GSM localizer without GPS – Part 5

By on December 16, 2010

The circuit our localizer is based on consists only of a quad-band GSM/GPRS module interfaced with a a microchip microcontroller which, after initializing the I/Os and UARTs it has at its disposal, puts the main program in a loop waiting for some event, which could be the arrival of an SMS or someone pressing the button P1 (that is, the logical 1/0 transition of the RB1 line, internally equipped with a pull-up resistor). In the event that an SMS is received, the localizer distinguishes between a message that is setting up a configuration and one that is requesting information regarding the position.


Let us look more closely at the procedure that allows to find out the position, which is essentially the same in the case of manual requests as well as when pressing P1 (alarm or SOS): as soon as a request is received, the PIC orders the cellular module to connect to the Google Maps server in data mode (via GPRS, hence on the Internet) and to send a position request along with the cell ID to which Enfora is connected; now the localizer is ready to receive Internet-transmitted data on the RX channel of its own UART.

▶ REQUIRED TASKS:
1. Answer these from the GSM localizer article, one line each:
(a) What kind of module is the localizer's circuit built around?
(b) The transition of which line marks a press of button P1?
(c) Which server does the cellular module connect to when a position request arrives?
2. Please continue the GSM localizer article after its last sentence.

▶ DATASET ENTRIES:
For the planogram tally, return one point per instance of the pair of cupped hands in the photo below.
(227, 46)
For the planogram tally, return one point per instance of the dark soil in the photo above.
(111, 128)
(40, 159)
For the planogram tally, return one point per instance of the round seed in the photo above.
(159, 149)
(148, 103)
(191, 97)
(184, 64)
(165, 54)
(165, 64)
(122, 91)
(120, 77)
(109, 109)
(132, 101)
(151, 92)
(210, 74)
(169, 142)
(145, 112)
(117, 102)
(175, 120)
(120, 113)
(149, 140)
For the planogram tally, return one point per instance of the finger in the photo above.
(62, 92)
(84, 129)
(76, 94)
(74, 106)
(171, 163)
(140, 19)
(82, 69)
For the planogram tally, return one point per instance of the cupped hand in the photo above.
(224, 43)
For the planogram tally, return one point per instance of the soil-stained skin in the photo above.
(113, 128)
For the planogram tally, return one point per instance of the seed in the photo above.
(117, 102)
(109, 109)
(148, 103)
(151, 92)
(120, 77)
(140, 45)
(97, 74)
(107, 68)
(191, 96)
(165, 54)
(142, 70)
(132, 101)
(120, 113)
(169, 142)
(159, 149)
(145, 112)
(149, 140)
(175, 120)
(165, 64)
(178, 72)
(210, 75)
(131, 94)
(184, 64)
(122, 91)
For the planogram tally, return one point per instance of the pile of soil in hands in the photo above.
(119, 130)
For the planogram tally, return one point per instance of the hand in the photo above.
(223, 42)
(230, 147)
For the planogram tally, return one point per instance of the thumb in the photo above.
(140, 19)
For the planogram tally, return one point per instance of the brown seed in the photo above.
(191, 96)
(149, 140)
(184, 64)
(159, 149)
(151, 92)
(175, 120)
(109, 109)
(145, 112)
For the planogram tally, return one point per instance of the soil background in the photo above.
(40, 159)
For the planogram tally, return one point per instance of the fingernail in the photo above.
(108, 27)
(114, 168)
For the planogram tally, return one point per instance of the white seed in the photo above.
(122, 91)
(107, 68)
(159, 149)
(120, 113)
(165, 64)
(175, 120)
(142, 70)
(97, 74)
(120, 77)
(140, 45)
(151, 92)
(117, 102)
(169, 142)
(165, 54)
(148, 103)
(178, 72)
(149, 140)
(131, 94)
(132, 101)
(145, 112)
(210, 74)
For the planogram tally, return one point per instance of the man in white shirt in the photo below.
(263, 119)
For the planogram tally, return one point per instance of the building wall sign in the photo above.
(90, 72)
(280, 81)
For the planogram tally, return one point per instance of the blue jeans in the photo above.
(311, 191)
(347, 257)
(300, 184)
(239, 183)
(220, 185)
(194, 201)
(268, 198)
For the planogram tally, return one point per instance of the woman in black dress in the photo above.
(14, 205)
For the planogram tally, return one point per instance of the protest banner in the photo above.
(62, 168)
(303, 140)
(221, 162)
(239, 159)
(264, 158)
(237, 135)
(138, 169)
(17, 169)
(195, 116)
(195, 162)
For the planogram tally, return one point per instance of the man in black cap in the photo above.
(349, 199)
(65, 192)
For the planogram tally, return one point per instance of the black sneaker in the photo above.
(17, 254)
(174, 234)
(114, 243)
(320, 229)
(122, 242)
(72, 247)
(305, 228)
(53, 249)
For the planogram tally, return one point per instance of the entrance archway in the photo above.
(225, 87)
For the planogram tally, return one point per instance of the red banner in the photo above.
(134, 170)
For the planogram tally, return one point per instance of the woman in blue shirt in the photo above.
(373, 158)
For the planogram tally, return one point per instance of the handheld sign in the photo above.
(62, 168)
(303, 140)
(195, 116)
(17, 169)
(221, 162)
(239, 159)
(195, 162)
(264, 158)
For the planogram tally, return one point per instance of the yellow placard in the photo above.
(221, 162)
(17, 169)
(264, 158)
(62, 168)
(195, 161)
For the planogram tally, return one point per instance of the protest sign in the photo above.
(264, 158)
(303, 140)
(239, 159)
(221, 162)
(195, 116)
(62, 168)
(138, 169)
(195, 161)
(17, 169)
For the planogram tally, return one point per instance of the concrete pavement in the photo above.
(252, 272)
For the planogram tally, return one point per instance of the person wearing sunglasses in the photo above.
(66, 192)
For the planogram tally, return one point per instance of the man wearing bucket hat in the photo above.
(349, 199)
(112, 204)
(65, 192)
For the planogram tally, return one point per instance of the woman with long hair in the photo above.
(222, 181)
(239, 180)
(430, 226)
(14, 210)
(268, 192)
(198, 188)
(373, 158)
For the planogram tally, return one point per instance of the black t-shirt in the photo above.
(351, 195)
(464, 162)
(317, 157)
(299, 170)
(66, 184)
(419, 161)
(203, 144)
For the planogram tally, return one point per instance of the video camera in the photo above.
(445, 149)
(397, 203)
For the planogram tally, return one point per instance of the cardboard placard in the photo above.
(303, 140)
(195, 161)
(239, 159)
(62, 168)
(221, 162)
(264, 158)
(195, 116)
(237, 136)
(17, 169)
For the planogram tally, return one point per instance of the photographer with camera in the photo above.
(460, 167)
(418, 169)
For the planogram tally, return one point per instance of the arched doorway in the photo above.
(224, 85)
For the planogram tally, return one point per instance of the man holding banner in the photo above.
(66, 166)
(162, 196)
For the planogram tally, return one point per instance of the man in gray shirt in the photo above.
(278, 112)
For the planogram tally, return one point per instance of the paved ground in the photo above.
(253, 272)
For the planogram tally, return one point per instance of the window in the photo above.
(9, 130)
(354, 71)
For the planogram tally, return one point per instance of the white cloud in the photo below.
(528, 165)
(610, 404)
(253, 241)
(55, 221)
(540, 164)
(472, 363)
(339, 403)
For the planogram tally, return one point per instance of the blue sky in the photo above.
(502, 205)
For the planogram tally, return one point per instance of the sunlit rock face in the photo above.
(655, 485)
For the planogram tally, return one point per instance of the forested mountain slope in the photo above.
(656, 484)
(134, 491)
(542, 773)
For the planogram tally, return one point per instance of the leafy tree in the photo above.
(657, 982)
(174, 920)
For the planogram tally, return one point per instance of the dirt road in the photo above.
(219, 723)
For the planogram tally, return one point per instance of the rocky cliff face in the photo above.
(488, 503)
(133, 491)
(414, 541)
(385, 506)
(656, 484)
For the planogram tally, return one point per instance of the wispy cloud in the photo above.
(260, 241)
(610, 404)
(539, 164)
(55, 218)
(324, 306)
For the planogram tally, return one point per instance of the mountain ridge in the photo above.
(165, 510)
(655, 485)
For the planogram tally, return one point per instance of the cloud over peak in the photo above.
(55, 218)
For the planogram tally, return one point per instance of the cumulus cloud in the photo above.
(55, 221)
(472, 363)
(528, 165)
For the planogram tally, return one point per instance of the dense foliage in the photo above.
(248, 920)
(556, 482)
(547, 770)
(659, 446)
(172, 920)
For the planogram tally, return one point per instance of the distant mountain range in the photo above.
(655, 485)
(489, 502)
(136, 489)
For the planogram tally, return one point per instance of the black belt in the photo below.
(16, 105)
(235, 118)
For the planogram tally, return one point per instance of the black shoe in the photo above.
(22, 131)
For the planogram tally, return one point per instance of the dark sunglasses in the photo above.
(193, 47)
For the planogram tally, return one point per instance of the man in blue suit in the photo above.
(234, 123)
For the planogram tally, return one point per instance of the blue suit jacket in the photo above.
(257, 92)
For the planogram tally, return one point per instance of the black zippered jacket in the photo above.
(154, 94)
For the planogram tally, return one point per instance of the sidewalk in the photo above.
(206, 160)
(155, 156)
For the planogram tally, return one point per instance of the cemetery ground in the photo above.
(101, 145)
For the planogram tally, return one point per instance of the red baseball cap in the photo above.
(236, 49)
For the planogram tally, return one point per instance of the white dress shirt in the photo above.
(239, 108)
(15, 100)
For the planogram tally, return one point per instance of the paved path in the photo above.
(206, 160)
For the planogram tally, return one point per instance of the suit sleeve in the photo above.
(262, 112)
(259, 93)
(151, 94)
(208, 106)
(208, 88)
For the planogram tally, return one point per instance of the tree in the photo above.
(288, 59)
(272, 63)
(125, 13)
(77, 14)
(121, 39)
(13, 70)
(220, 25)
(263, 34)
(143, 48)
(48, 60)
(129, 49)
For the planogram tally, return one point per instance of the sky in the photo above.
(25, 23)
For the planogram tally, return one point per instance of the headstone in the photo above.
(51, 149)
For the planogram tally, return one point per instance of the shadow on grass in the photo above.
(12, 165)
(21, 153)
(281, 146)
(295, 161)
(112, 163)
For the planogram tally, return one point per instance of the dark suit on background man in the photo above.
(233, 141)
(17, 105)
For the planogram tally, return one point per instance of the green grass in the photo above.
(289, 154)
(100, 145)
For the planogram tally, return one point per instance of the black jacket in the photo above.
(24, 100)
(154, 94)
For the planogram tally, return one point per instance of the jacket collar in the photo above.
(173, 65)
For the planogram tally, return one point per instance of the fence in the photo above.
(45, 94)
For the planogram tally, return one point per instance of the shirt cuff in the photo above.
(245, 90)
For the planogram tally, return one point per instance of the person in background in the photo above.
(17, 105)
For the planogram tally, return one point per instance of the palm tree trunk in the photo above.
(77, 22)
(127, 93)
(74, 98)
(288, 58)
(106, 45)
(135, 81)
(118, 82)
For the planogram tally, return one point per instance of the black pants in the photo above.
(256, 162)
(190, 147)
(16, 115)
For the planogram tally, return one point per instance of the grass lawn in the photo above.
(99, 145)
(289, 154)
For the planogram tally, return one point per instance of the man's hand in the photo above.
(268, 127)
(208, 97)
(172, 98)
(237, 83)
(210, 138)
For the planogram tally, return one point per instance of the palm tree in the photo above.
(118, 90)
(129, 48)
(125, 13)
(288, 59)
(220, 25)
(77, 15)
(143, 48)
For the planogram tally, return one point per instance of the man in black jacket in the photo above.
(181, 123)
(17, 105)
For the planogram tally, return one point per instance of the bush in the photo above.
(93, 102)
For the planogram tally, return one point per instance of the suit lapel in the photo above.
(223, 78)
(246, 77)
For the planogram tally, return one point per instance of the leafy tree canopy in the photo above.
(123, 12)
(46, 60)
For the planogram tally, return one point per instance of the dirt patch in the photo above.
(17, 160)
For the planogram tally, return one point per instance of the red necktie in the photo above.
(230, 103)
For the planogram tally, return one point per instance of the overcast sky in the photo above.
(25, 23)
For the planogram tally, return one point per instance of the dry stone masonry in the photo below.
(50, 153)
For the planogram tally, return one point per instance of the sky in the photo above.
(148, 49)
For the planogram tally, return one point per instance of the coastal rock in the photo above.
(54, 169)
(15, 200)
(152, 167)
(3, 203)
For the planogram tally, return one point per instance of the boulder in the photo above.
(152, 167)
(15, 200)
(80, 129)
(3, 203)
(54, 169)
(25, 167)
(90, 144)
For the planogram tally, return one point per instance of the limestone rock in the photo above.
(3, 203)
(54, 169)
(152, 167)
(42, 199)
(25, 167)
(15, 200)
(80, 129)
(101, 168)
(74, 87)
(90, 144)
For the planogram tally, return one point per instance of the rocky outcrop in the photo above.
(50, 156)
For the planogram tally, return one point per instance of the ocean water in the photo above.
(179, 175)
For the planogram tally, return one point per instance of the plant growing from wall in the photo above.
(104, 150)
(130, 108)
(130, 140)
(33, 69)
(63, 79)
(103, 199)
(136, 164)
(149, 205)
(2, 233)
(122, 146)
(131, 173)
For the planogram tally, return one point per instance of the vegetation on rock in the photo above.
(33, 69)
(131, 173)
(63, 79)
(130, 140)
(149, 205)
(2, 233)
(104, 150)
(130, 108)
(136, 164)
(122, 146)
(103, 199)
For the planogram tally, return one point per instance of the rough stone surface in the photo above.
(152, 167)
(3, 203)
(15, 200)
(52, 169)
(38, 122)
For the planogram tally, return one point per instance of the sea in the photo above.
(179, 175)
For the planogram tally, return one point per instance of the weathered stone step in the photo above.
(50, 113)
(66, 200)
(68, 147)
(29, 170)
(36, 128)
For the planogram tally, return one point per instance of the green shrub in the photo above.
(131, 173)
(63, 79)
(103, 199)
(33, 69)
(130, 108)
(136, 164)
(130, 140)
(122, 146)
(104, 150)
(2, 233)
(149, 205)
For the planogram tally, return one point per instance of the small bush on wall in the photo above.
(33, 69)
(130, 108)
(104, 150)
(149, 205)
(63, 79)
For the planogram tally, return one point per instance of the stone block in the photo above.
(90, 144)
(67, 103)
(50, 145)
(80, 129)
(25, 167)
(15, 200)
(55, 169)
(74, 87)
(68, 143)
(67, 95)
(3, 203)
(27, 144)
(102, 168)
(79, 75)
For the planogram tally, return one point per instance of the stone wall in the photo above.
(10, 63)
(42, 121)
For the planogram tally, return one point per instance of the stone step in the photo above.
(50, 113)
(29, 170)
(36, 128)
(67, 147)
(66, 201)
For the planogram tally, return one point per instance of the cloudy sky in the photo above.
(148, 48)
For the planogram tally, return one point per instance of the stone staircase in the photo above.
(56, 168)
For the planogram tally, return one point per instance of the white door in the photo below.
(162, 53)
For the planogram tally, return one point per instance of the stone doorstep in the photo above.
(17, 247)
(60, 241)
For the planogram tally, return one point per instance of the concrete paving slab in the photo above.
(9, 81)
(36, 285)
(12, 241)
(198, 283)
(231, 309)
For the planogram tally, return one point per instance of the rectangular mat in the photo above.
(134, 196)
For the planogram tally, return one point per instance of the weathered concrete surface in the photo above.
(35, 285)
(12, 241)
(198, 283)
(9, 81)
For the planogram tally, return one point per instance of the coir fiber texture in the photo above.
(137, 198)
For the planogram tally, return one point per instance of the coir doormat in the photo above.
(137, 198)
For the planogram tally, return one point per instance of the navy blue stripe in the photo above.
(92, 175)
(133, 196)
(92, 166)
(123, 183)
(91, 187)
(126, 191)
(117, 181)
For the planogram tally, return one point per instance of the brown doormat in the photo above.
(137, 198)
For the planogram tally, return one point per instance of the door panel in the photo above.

▶ REPLIES:
1.
(a) A quad-band GSM/GPRS module, interfaced with a Microchip microcontroller.
(b) The RB1 line, through its logical 1/0 transition.
(c) The Google Maps server.

2.
R1, R5: 4,7 kohm (0805)
R2: 10 kohm (0805)
R3, R4: 330 ohm (0805)
C1: 100 µF 6,3 VL tantalum (CASE-B)
C2, C3: 100 nF multilayer (0805)
C4, C5: 10 pF ceramic (0805)
C6, C7: 470 µF 6,3 VL tantalum (CASE-X)
U1: PIC18LF6722 (MF833)
LD1: red LED
LD2: green LED
Q1: 20 MHz quartz (12SMX)
T1: BC817
SW1: Slide switch
GSM1: GSM0308
P1: Microswitch 90° SMD
– CS connector 100 pin  for GSM
– 8 pole connector 90° 1 mm

Once the localizer receives the data with conjectured position (latitude and longitude, approximate street or square location) and accuracy, it prepares an SMS and sends it to the number that requested it or to the one that is stored and associated with this particular alarm function. That is all: simple and functional. The cell phone is handled by the microcontroller  by means of the RF1 line (through which  it reads the RI, that is, the Ring Indicator used by the module to signal the arrival of a call), as well as RB4 line, which allows it to detect receipt of SMS messages. RC7/RX1 and RC6/TX1 are, respectively, the reception and transmission lines of the UART, which is used not only to handle the cell phone’s functions (except for reset and power), but also to read and send SMS messages. The power function is handled by the RA4 line, which relies on PWRCTL to turn GSM1 on and off and which is essentially used to start the cell phone after initialization, that is, to turn it off and on again in the event it should get stuck and the reset function should not be enough to set it back to normal. The reset function is handled by the PIC through the RC3 line, which relies on the T1 transistor, employed here as a static switch that effectively changes the module’s RST.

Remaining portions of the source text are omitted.